*INSTRUCCIONES DE LA TAREA*: Continúa, por favor, el texto de la página sobre la novedad del cristianismo frente al judaísmo, a partir de su última oración.

*TEXTO DE LA PÁGINA*:
──────────────────────────────

Como era de esperarse, San Pablo fue nuestro más claro testigo sobre este punto. “El que está en Cristo”, dice él, “es una nueva criatura; todo lo viejo ha pasado; mirad, todas las cosas son nuevas.” (2 Cor. 5,17). Los mismos judíos demostraron cómo era el nuevo cristianismo al condenar a muerte a su Autor y al perseguir a sus adherentes. Renan mismo, que no es siempre consistente, admite que “lejos de Jesús ser el continuador del judaísmo, lo que caracteriza su obra es su rompimiento con el espíritu judío”. (Vie de Jésus, C. XXVIII).

──────────────────────────────

*REGISTROS DE DATOS*:
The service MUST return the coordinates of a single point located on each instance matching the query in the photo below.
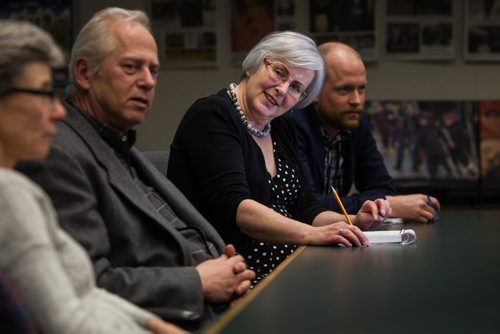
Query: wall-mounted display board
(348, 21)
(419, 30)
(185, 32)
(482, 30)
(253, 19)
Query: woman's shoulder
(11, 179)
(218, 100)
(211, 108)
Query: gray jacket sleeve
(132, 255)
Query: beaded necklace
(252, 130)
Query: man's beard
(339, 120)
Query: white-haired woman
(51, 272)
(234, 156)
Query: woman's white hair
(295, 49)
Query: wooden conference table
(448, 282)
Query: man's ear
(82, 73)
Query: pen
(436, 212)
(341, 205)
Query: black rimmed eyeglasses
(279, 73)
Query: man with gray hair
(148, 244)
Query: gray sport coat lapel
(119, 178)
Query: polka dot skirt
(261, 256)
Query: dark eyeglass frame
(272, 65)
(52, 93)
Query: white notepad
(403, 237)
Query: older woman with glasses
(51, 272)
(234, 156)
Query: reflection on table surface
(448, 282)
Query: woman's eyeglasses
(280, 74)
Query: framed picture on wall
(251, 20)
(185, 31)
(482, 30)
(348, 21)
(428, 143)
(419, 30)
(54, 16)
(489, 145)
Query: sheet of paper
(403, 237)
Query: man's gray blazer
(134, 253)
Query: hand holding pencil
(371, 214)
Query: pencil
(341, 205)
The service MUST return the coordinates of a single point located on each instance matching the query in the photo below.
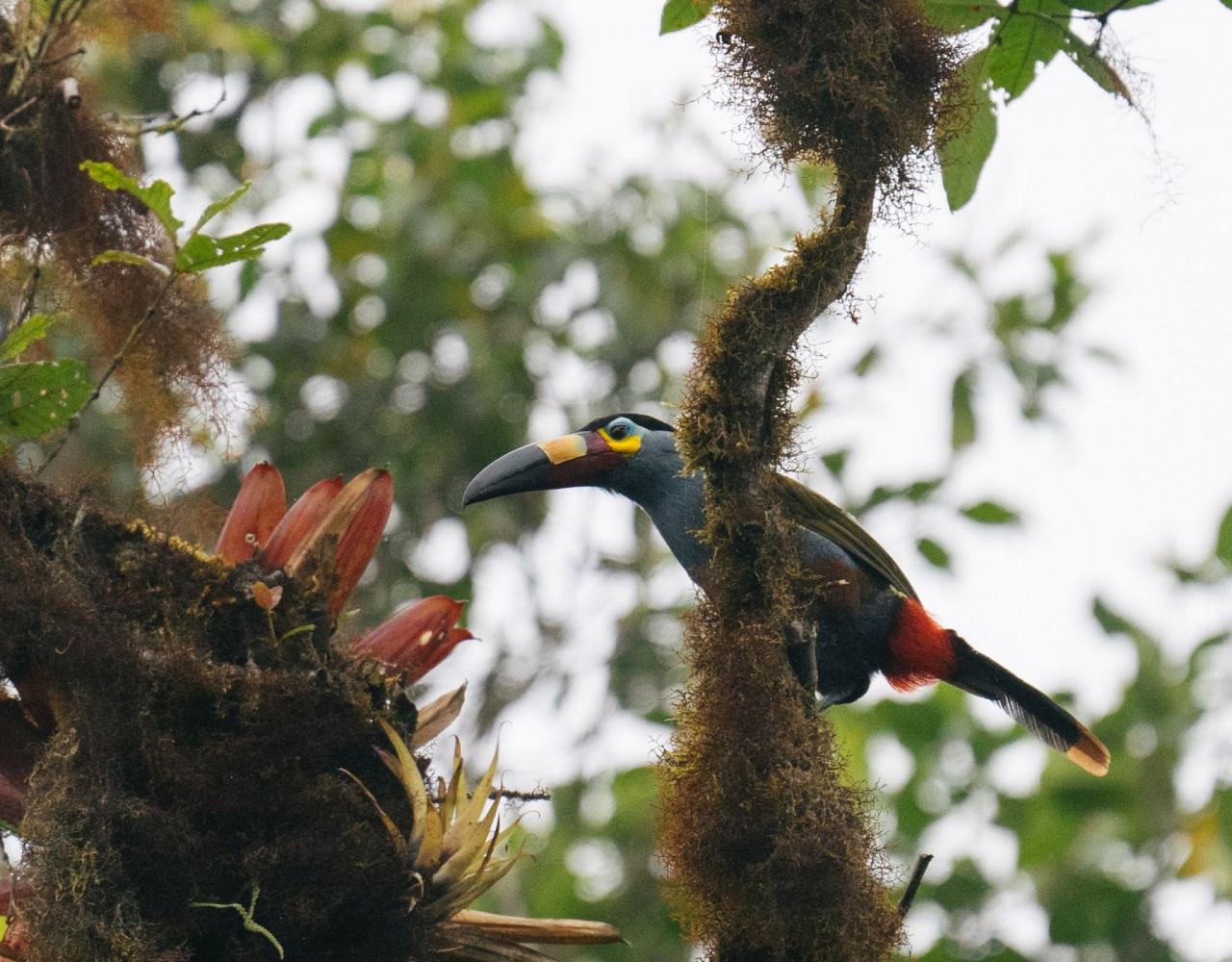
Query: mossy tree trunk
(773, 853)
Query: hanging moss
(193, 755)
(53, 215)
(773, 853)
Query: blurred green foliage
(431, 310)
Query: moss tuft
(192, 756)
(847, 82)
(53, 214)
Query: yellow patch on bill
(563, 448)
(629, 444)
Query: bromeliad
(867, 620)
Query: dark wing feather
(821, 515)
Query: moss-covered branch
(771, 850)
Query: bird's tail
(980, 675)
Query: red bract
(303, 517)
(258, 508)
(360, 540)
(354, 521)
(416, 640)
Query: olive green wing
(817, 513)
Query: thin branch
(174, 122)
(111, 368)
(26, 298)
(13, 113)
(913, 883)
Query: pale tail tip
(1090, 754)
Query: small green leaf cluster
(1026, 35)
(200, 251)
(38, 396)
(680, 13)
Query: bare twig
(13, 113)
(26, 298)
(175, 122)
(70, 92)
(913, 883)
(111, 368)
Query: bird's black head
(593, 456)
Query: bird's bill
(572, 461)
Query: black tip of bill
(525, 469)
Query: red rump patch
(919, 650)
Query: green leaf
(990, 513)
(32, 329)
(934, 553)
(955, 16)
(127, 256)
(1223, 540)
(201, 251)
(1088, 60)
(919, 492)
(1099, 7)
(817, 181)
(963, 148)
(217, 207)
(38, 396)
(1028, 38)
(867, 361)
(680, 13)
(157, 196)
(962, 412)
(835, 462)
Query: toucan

──────────────────────────────

*RESULTADO DE LA TAREA*:
Se debe admitir que hay cierto parecido entre las comunidades esencial y las primeras asambleas cristianas; pero éste es sólo en el exterior. El espíritu de los esenios era intensamente nacional; excepto en el asunto del culto en el Templo, ellos eran ultra-judíos en su observancia de las formas externas, abluciones, el Sabbath, etc., y su modo de vida y su no apoyo al matrimonio eran esencialmente anti-sociales. Harnack mismo confiesa que Cristo no se relacionaba con esta secta rigurosa, como muestra su libre interacción con los pecadores, etc. (Das Wesen des Christenthums, Lect. II, p. 33, tr.). Pero el cristianismo no rechazó nada del judaísmo que fuera de valor permanente, y así los judíos conversos el día de Pentecostés no pudieron haber sentido que estaban abjurando de su antigua fe, sino más bien que por primera vez estaban entrando al pleno entendimiento de ella. Se puede decir más sobre este punto cuando consideramos lo que es la esencia del cristianismo, pero debemos notar que la Iglesia muy temprano creyó necesario enfatizar su distinción del judaísmo al abandonar los ritos esencialmente judíos de la circuncisión, el culto en el Templo y la observancia del Sabbath.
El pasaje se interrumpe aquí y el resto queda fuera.